=== Listing ===
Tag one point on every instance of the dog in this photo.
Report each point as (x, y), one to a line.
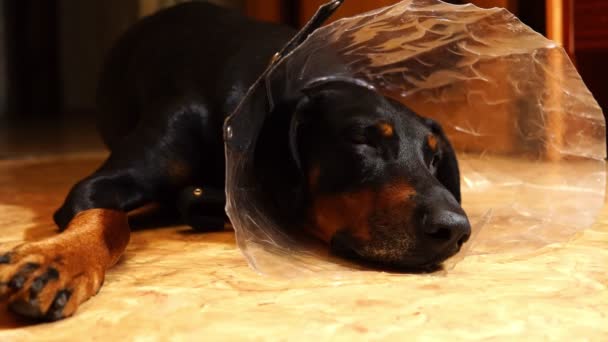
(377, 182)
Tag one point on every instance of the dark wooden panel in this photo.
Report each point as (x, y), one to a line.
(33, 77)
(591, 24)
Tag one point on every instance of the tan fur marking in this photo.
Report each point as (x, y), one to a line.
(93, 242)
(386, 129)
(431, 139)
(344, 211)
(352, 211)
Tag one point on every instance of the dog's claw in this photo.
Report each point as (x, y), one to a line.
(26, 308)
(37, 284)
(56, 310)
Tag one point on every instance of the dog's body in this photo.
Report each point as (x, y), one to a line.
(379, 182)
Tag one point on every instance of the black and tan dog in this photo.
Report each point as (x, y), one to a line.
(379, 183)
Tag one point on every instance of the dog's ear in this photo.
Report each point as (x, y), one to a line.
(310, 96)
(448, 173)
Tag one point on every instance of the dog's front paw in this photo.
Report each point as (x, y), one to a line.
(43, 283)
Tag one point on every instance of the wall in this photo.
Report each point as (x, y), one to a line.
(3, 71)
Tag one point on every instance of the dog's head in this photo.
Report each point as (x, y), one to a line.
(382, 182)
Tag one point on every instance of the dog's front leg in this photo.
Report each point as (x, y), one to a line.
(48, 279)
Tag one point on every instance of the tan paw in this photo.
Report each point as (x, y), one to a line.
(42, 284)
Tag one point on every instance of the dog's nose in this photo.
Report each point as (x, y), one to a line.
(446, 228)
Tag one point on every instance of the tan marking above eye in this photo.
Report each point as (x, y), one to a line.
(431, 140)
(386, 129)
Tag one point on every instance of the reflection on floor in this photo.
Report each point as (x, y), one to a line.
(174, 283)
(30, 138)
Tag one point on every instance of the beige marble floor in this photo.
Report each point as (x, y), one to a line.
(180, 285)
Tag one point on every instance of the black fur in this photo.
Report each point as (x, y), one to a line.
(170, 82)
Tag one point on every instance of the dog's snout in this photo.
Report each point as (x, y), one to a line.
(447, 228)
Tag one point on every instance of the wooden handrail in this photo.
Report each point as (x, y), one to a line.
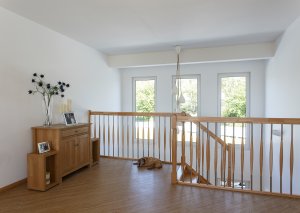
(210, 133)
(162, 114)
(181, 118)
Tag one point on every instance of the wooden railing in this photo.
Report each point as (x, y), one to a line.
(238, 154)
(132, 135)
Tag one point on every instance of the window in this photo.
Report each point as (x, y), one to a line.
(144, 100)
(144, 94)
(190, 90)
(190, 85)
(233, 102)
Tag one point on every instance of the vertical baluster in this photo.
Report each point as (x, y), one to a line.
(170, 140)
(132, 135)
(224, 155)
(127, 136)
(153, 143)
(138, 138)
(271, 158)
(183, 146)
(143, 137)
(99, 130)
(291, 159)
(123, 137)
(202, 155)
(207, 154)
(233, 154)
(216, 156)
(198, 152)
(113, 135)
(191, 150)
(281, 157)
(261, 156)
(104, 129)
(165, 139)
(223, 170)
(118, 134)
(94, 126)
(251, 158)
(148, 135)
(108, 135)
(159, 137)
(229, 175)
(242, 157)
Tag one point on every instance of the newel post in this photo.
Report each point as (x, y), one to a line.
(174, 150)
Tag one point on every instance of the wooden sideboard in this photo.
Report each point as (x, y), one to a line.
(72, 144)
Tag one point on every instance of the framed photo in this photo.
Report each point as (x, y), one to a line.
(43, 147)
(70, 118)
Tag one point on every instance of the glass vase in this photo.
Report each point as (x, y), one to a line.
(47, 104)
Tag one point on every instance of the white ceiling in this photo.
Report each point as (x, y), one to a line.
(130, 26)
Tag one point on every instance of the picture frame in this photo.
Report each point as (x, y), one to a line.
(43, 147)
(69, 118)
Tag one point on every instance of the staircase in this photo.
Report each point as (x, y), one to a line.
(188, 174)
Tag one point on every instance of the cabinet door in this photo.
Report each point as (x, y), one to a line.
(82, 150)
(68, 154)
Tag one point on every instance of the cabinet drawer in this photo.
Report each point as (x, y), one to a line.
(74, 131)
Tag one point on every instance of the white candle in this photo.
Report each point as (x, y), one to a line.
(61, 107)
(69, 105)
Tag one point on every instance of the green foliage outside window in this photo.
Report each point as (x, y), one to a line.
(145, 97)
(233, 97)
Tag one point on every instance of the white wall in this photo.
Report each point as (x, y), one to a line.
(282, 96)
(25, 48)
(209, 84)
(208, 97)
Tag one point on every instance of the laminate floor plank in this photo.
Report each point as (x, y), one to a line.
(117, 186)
--
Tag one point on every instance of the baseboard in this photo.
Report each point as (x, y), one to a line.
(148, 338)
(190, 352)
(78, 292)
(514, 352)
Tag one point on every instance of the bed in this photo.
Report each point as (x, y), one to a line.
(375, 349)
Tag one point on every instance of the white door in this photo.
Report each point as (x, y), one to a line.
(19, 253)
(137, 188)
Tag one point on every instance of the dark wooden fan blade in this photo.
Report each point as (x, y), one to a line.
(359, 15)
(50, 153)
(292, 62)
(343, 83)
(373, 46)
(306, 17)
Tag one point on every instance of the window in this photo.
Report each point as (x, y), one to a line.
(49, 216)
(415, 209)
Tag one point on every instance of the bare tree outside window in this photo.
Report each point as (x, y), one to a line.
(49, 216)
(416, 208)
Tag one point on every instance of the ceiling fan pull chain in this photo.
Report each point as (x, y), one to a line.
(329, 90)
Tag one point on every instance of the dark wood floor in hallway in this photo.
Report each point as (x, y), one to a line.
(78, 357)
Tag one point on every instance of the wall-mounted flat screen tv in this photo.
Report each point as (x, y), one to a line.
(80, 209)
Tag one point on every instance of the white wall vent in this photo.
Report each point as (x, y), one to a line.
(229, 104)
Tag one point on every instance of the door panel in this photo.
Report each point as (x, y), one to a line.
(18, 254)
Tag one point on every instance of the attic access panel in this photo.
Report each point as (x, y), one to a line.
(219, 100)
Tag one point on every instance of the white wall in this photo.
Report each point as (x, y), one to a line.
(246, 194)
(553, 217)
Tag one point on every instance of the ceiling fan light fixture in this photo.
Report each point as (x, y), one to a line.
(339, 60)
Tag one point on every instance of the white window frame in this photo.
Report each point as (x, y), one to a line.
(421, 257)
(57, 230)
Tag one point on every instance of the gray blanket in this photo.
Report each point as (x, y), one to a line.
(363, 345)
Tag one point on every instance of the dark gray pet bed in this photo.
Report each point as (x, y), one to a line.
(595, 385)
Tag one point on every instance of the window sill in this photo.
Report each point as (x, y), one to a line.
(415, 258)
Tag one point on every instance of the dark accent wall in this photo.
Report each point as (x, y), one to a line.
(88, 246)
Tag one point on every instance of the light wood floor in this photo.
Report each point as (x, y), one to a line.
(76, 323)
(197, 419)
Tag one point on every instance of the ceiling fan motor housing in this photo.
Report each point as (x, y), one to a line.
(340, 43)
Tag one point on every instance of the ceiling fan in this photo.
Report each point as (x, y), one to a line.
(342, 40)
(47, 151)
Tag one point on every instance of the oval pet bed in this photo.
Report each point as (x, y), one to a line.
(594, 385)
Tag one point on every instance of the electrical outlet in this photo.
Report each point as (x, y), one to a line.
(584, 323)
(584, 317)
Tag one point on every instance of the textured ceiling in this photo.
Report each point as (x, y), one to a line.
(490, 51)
==
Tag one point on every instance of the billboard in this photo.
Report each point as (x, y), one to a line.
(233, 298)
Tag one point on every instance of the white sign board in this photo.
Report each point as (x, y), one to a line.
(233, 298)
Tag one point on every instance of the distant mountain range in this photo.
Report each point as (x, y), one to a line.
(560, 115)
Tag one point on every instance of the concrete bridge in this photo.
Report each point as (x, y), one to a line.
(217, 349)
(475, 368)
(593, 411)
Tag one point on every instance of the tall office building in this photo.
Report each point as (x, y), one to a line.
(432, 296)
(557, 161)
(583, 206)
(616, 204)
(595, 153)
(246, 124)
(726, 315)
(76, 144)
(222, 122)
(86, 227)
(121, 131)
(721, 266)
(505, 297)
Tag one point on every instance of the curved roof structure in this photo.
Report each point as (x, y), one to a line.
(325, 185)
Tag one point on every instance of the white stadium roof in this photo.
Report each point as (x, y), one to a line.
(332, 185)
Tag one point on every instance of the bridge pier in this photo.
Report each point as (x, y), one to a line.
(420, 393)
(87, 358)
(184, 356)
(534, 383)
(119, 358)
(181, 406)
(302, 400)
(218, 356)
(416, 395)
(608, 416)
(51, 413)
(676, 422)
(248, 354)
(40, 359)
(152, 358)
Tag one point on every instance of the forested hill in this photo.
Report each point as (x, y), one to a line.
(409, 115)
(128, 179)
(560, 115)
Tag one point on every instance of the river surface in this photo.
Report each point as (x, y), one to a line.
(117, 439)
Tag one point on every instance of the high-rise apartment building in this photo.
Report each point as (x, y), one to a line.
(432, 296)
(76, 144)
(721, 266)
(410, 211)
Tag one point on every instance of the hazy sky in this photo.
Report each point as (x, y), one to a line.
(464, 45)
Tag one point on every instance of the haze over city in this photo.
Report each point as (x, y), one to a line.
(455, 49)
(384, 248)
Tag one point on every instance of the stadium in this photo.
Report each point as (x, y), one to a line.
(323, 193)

=== Problem requirements ===
Extract from the listing above every line that contains the word "wooden", and copy each of those lines in full.

=== Answer in full ===
Tag one point on every instance of the dark wooden panel in this photo.
Tag one point on every instance of the wooden handrail in this photo.
Tag one point on every instance of the wooden railing in this photo.
Tag one point on every instance of the wooden sideboard in this photo.
Tag one point on every instance of the dark wooden fan blade in this photo.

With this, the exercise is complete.